## START

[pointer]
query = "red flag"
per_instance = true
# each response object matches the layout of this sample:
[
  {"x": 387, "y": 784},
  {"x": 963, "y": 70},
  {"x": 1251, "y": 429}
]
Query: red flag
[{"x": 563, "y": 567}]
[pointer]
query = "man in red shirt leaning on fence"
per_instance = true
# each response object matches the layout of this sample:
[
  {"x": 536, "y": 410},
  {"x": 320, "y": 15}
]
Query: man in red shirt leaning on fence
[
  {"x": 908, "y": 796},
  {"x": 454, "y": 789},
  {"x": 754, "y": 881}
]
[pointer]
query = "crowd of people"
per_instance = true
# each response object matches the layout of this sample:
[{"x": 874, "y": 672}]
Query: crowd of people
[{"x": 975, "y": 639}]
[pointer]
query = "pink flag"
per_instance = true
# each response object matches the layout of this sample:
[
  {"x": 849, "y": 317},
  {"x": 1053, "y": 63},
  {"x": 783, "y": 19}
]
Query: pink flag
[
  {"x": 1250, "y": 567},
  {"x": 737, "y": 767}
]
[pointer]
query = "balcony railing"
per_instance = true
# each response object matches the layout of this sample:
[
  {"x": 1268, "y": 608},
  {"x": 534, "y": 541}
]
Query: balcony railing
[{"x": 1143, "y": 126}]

## END

-- Job --
Above are some records; extract every one of them exactly.

-- Answer to the problem --
[pointer]
query = "red flag"
per_instance = true
# each response object matches the layout of this sample:
[
  {"x": 387, "y": 784},
  {"x": 963, "y": 70},
  {"x": 1251, "y": 429}
]
Query: red flag
[{"x": 563, "y": 567}]
[pointer]
query = "man in red shirt leaning on fence"
per_instance = true
# each response object matches the layout of this sample:
[
  {"x": 536, "y": 410},
  {"x": 320, "y": 15}
]
Query: man in red shirt leaning on fence
[
  {"x": 908, "y": 796},
  {"x": 454, "y": 789},
  {"x": 754, "y": 881}
]
[pointer]
query = "crowd of people"
per_instance = true
# each response object matches the layout of this sample:
[{"x": 874, "y": 672}]
Query: crowd of people
[{"x": 975, "y": 639}]
[pointer]
query = "pink flag"
per_instance = true
# each response object matches the layout of this sample:
[
  {"x": 849, "y": 317},
  {"x": 1053, "y": 63},
  {"x": 783, "y": 19}
]
Query: pink flag
[
  {"x": 1250, "y": 567},
  {"x": 737, "y": 767}
]
[pointer]
query = "balcony railing"
per_instance = true
# each response object matches the layout of this sample:
[
  {"x": 1268, "y": 608},
  {"x": 534, "y": 541}
]
Query: balcony railing
[{"x": 1143, "y": 126}]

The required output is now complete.